* 小练习
下文关于 LeetCode 347 题的正文中，Note 部分要求算法的时间复杂度必须优于什么？

===== 正文部分

LeetCode : 347. Top K Frequent Elements 根据频率选取topk元素

试题：
Given a non-empty array of integers, return the k most frequent elements.

Example 1:

Input: nums = [1,1,1,2,2,3], k = 2
Output: [1,2]
Example 2:

Input: nums = [1], k = 1
Output: [1]
Note:

You may assume k is always valid, 1 ≤ k ≤ number of unique elements.
Your algorithm’s time complexity must be better than O(n log n), where n is the array’s size.
代码：
堆排序，先统计频率，然后维持一个堆。

class Solution {
  public List<Integer> topKFrequent(int[] nums, int k) {
    HashMap<Integer, Integer> counter = new HashMap<>();
    for (int num: nums) {
      counter.put(num, counter.getOrDefault(num, 0)+1);
    }

    PriorityQueue<Integer> heap =
            new PriorityQueue<Integer>((n1, n2) -> counter.get(n1) - counter.get(n2));

    for (int num: counter.keySet()) {
      heap.add(num);
      if (heap.size() > k)
        heap.poll();
    }

    List<Integer> top_k = new LinkedList();
    while (!heap.isEmpty())
      top_k.add(heap.poll());
    Collections.reverse(top_k);
    return top_k;
  }
}

桶排序

class Solution {
    public List<Integer> topKFrequent(int[] nums, int k) {
        Map<Integer,Integer> counter = new HashMap<>();
        for(int num: nums){
            counter.put(num,counter.getOrDefault(num,0)+1);
        }
        
        List<Integer>[] bucket = new ArrayList[nums.length+1];
        for(int key: counter.keySet()){
            int count = counter.get(key);
            if(bucket[count]==null){
                bucket[count] = new ArrayList<>();
            }
            bucket[count].add(key);
        }
        
        List<Integer> topk = new ArrayList<Integer>();
        for(int i=bucket.length-1; i>0&&topk.size()<k; i--){
            if(bucket[i]==null) continue;
            if(bucket[i].size()<=(k-topk.size())){
                topk.addAll(bucket[i]);
            }else{
                topk.addAll(bucket[i].subList(0,k-topk.size()));
            }
        }
        return topk;
    }
}

==========
===== 数据摘录

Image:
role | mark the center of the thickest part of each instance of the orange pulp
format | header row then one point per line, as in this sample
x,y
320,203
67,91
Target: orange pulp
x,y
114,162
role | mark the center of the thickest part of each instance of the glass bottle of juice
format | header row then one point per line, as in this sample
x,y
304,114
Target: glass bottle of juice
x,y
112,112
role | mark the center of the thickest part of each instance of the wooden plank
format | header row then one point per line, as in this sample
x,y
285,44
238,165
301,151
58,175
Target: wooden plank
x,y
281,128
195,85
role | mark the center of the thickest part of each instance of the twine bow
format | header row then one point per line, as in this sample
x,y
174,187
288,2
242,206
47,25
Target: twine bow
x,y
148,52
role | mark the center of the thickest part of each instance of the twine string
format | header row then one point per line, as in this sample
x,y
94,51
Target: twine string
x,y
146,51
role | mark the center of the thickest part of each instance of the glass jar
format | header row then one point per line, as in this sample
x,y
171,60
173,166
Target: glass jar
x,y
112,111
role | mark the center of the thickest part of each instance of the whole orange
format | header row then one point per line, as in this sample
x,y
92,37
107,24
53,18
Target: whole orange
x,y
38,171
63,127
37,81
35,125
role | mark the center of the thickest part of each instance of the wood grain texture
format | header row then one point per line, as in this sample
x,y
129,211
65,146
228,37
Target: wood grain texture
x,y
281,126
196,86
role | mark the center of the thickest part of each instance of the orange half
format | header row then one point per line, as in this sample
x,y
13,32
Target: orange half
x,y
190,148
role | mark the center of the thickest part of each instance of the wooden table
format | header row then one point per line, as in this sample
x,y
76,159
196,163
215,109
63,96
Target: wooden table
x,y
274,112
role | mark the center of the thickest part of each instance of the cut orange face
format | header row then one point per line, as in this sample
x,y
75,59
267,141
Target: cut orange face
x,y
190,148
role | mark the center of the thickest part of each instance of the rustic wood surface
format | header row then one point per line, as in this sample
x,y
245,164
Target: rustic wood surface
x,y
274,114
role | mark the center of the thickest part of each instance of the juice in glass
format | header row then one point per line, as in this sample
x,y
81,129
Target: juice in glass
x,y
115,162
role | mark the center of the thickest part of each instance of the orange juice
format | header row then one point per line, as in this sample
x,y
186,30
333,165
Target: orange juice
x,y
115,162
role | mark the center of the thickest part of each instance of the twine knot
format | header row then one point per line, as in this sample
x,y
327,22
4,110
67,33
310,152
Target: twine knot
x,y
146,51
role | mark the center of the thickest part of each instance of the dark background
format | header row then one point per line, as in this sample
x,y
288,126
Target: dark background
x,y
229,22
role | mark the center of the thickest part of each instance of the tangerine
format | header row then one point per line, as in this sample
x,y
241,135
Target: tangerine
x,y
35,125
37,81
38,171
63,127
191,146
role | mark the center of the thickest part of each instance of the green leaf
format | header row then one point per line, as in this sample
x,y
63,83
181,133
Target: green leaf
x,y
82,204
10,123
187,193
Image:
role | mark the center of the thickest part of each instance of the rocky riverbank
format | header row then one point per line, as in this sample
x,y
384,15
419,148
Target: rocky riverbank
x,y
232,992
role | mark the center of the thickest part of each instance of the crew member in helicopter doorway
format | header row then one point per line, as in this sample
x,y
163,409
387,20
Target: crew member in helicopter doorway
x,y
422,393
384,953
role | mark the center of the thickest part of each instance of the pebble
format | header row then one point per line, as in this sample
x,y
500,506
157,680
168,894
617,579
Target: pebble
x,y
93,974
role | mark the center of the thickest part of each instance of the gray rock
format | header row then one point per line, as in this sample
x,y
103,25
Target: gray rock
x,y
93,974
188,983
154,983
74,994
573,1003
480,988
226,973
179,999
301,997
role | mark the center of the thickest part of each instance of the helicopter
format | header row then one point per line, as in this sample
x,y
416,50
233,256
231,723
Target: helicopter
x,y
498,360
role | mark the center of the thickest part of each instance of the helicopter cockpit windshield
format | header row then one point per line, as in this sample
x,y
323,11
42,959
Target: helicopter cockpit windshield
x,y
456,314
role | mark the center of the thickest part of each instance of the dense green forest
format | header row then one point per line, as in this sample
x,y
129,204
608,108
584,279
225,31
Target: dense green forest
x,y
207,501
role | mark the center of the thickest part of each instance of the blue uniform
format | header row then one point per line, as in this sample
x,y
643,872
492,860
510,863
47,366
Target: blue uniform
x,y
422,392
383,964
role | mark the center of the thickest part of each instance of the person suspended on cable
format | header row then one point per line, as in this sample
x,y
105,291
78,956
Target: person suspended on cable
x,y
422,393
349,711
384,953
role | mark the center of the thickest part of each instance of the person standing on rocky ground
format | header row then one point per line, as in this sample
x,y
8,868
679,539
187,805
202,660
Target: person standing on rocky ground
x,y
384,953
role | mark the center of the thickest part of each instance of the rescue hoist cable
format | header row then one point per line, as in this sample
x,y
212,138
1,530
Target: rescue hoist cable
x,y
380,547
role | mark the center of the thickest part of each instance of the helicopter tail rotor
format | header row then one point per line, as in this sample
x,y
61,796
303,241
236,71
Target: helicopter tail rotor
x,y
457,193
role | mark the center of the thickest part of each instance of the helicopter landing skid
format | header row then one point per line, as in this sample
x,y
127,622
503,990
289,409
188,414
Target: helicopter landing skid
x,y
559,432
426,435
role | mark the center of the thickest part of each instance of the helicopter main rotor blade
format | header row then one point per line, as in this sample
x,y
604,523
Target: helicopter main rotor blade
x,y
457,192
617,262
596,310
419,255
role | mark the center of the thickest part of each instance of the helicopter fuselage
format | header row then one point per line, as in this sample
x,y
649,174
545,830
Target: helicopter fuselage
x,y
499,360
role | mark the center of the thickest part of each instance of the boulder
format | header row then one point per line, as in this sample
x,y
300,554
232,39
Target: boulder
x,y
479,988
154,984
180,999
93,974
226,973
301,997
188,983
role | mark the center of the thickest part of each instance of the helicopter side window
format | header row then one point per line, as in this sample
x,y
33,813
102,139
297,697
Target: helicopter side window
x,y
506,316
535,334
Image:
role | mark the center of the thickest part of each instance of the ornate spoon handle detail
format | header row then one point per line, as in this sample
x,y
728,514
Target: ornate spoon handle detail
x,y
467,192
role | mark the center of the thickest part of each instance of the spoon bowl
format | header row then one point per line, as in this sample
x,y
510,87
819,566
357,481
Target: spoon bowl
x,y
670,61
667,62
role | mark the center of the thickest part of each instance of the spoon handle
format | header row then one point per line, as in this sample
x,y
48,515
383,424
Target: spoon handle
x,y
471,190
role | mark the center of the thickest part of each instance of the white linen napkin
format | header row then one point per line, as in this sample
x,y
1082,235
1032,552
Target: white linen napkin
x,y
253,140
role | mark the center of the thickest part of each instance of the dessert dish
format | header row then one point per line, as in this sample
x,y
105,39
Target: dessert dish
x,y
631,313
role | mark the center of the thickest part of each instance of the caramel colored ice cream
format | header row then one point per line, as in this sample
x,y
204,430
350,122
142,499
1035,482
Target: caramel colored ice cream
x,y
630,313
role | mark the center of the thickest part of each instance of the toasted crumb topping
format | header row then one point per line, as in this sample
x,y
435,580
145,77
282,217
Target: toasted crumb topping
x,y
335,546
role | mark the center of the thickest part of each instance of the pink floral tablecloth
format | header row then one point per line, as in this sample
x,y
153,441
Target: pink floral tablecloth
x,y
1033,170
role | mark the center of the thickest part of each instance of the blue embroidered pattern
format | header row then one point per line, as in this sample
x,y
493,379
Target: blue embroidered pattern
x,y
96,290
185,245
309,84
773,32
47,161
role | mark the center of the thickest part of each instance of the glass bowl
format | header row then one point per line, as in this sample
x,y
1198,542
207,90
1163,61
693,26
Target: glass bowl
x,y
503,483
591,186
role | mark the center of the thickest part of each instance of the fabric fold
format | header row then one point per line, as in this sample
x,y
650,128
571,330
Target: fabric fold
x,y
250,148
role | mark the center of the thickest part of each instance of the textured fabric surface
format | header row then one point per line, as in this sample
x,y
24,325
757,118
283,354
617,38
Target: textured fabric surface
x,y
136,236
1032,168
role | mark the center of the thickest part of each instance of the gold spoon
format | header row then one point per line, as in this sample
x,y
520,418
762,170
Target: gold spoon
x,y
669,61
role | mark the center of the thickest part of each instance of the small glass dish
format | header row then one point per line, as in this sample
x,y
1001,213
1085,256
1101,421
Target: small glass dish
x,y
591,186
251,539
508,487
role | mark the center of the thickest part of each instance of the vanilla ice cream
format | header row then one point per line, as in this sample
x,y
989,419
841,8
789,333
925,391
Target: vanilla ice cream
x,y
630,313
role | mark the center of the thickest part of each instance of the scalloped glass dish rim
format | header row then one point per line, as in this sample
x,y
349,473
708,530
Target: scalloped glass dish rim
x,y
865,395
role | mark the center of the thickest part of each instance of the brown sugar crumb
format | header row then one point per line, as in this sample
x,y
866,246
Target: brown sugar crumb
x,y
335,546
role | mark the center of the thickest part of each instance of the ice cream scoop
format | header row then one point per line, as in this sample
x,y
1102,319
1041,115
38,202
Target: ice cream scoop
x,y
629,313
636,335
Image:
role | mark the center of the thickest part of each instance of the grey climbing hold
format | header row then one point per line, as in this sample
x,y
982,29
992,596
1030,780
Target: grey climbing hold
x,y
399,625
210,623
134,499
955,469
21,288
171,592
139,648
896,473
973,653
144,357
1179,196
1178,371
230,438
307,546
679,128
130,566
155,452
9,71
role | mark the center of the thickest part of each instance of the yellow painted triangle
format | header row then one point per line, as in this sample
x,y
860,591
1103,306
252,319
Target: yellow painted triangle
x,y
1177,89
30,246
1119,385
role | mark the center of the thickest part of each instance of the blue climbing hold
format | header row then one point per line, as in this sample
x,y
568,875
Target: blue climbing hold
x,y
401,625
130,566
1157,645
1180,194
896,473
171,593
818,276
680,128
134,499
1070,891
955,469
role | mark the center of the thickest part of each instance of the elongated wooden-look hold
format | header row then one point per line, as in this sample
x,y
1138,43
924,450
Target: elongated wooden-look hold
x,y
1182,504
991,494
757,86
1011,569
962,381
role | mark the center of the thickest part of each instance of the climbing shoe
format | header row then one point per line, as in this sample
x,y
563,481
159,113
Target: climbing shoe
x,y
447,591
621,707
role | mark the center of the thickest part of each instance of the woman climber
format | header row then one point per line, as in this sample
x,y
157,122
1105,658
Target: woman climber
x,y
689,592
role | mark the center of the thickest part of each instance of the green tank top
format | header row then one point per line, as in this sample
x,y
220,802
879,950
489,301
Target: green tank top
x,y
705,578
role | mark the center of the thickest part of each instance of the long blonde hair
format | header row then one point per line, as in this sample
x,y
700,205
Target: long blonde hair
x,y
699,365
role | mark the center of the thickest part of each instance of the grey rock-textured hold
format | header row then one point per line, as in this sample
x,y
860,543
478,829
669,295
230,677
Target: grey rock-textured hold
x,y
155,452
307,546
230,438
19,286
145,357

==========

* 练习解答
必须优于 O(n log n)，其中 n 为数组的长度。